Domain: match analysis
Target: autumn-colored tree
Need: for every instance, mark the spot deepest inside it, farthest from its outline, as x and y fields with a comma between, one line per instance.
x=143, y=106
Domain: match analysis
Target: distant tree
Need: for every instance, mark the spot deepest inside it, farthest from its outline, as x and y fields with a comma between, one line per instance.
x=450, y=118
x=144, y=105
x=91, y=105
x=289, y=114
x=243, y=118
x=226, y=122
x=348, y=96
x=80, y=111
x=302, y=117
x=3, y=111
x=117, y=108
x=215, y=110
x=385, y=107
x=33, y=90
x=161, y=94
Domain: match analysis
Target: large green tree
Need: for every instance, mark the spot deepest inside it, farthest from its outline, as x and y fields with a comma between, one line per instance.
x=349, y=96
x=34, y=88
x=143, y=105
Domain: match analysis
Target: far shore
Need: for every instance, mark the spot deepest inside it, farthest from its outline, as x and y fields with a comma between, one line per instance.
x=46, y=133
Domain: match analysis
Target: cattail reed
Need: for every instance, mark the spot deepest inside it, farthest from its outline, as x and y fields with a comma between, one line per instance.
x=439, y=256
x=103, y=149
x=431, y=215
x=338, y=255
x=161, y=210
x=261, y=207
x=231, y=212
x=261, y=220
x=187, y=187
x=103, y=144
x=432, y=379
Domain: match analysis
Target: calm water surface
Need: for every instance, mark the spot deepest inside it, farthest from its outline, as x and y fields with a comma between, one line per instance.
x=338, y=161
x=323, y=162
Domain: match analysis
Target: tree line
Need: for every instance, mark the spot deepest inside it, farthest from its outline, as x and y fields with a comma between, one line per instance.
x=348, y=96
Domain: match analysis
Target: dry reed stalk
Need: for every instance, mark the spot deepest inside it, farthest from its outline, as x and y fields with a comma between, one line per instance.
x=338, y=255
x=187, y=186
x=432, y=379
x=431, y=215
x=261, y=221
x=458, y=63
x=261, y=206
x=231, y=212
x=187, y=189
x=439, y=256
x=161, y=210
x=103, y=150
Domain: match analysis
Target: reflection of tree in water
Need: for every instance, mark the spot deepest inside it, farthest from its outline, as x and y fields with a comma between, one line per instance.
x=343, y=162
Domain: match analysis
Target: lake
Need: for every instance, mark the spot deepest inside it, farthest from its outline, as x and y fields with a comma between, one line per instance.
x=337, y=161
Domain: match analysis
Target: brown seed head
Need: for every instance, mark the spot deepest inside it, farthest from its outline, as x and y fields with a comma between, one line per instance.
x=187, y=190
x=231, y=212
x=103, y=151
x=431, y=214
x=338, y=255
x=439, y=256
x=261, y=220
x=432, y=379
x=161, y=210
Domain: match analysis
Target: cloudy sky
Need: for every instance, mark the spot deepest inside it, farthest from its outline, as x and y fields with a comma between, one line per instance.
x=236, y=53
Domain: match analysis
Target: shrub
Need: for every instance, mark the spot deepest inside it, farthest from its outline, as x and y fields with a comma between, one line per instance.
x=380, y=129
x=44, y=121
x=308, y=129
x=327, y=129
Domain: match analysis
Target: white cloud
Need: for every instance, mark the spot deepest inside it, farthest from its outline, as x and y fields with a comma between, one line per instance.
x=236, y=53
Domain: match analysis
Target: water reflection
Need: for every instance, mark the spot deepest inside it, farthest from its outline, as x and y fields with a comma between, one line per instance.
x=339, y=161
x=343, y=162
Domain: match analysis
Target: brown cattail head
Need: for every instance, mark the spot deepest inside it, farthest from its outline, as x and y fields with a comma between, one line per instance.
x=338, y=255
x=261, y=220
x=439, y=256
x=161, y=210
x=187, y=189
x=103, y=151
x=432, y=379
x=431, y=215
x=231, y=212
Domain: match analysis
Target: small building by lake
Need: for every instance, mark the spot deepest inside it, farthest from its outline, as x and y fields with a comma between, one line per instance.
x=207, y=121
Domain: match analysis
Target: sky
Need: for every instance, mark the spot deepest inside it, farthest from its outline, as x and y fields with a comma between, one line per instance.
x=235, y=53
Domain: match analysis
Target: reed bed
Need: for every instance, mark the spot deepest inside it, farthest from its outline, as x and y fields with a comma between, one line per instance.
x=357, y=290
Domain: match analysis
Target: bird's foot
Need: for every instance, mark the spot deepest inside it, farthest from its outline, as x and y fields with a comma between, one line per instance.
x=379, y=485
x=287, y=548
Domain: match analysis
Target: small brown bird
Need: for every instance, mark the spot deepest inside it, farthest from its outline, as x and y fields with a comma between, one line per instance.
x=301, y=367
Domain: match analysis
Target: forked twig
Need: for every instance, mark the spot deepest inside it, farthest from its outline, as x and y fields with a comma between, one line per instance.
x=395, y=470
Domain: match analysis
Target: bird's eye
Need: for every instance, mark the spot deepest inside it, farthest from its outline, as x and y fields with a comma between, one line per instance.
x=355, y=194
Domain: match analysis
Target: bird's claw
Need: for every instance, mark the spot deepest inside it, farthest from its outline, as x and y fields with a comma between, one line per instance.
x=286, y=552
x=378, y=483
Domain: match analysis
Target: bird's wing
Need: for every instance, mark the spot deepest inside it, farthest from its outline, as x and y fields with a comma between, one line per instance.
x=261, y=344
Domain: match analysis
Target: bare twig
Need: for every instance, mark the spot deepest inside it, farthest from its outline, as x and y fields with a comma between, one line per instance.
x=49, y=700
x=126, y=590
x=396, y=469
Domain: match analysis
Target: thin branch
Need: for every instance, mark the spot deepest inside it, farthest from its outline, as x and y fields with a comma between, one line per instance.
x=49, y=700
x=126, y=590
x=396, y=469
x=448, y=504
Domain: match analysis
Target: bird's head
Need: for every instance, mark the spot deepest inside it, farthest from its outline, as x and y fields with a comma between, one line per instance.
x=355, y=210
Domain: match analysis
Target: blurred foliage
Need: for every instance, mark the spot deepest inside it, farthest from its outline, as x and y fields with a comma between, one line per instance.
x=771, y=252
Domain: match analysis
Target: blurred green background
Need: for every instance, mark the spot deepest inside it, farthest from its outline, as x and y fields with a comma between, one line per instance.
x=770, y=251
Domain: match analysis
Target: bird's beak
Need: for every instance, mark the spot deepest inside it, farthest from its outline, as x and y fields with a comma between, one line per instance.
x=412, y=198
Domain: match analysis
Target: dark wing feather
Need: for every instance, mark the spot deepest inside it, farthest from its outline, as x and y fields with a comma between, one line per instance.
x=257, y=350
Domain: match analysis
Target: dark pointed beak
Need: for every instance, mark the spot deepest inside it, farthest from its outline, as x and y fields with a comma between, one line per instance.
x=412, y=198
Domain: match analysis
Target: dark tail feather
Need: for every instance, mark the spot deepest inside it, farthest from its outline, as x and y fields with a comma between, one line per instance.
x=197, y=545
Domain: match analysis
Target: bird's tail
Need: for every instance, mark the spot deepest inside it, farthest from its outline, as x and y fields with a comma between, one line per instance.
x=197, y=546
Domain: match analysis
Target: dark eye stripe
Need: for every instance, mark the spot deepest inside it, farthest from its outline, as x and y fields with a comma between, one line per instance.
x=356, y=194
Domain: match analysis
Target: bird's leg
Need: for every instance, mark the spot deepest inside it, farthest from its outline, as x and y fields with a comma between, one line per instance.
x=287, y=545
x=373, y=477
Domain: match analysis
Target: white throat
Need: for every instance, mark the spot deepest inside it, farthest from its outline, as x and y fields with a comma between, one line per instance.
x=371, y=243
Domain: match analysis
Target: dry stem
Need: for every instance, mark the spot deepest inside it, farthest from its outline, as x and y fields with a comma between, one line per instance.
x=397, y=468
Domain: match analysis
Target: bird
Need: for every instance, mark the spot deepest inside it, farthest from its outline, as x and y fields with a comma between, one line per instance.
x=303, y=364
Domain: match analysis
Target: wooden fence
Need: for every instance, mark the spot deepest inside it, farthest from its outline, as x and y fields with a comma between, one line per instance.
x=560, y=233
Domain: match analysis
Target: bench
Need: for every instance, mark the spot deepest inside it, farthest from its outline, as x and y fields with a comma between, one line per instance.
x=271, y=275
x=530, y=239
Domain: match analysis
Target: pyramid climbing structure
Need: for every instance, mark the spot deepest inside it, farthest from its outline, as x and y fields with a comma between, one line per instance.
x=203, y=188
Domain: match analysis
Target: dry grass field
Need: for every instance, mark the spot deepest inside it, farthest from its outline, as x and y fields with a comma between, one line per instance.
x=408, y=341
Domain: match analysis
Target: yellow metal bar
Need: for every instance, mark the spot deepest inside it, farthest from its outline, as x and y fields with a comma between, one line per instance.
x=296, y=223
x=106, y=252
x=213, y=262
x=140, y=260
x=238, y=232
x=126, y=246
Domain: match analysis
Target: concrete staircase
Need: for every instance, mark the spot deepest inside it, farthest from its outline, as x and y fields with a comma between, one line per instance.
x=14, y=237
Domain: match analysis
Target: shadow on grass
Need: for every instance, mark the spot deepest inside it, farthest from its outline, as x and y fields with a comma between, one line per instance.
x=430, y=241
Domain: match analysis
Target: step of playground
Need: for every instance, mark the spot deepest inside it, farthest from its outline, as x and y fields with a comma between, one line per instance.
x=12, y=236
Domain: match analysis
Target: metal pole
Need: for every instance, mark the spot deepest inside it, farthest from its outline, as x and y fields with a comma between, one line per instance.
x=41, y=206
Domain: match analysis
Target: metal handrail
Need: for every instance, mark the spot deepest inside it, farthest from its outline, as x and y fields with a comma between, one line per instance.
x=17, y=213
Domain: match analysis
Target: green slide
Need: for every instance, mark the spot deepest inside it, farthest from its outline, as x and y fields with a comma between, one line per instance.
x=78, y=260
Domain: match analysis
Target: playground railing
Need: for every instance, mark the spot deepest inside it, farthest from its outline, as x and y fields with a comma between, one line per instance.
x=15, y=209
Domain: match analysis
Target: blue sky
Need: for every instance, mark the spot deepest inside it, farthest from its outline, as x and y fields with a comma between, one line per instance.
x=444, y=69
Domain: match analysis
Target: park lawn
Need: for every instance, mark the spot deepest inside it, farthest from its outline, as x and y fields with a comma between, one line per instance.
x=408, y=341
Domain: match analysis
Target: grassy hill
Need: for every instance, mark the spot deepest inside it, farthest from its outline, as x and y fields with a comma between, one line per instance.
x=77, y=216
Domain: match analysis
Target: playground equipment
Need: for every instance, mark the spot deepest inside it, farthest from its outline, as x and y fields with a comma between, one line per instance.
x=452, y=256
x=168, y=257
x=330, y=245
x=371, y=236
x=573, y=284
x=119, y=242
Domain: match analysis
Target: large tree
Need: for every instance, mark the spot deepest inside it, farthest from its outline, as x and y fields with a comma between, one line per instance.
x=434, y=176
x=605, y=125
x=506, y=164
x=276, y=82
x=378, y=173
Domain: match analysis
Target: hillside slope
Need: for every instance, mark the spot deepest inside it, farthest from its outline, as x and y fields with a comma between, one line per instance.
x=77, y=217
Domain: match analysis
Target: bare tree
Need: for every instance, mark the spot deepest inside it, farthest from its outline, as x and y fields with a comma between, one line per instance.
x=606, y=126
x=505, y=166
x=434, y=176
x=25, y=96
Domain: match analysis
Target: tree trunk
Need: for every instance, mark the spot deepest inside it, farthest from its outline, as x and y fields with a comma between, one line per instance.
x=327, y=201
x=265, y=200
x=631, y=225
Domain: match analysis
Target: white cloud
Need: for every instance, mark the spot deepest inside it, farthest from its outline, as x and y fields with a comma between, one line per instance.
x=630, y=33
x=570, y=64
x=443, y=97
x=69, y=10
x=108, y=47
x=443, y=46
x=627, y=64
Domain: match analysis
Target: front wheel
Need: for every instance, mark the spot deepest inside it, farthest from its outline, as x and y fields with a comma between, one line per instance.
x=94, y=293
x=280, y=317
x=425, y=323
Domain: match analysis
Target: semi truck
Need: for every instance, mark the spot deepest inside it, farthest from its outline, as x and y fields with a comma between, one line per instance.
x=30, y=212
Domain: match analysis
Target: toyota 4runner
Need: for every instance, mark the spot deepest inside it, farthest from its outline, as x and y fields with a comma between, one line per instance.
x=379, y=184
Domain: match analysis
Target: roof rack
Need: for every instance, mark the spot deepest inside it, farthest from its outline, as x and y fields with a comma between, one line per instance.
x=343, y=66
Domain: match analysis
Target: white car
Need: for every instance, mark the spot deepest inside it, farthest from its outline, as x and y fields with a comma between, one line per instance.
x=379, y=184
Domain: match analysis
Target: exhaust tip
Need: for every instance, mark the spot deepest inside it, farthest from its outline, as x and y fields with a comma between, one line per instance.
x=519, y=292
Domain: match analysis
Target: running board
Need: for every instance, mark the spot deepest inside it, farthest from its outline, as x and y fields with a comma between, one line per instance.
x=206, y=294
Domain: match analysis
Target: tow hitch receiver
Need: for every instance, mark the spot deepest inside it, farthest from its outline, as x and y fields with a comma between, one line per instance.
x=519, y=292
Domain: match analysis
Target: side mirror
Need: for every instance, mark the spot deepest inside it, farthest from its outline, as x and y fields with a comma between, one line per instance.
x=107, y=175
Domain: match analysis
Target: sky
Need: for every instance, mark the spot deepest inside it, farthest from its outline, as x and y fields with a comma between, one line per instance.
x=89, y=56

**Exercise description:** From the listing, copy every line where the string "lake" appears.

**Output for this task:**
Target: lake
Target: small building by lake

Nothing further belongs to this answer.